[Stored records]

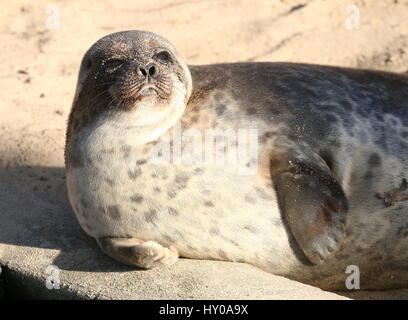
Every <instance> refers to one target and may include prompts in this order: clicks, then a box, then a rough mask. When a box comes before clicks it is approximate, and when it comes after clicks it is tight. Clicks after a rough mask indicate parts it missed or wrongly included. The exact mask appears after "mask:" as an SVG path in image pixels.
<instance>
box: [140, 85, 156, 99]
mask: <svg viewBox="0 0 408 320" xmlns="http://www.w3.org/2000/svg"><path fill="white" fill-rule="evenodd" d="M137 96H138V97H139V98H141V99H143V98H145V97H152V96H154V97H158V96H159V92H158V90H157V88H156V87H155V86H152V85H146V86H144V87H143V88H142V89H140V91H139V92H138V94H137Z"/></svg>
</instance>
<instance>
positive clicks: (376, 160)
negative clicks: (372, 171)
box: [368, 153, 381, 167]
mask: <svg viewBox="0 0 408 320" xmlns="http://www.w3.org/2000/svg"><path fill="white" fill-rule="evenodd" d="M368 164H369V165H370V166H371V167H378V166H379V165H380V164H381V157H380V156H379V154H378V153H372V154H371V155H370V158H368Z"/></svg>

* * *

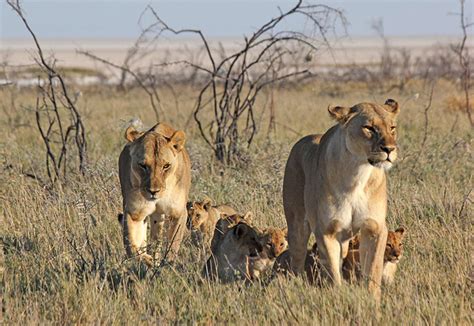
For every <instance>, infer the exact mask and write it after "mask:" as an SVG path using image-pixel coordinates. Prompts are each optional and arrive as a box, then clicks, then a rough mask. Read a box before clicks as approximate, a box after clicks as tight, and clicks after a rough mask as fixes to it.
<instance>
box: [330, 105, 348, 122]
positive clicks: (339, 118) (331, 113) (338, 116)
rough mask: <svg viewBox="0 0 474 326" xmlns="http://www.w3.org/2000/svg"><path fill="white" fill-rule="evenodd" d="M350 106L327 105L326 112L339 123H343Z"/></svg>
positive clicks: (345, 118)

◆ HOW TO COMPLETE THIS TASK ◆
Reproduce the lines from the line with "</instance>" up to and including the line with "box: [368, 153, 381, 167]", and swap "negative clicks" for "negative points" while keeping everything else unchanged.

◆ TASK RESULT ◆
</instance>
<instance>
positive clicks: (376, 160)
negative points: (372, 171)
box: [368, 153, 381, 167]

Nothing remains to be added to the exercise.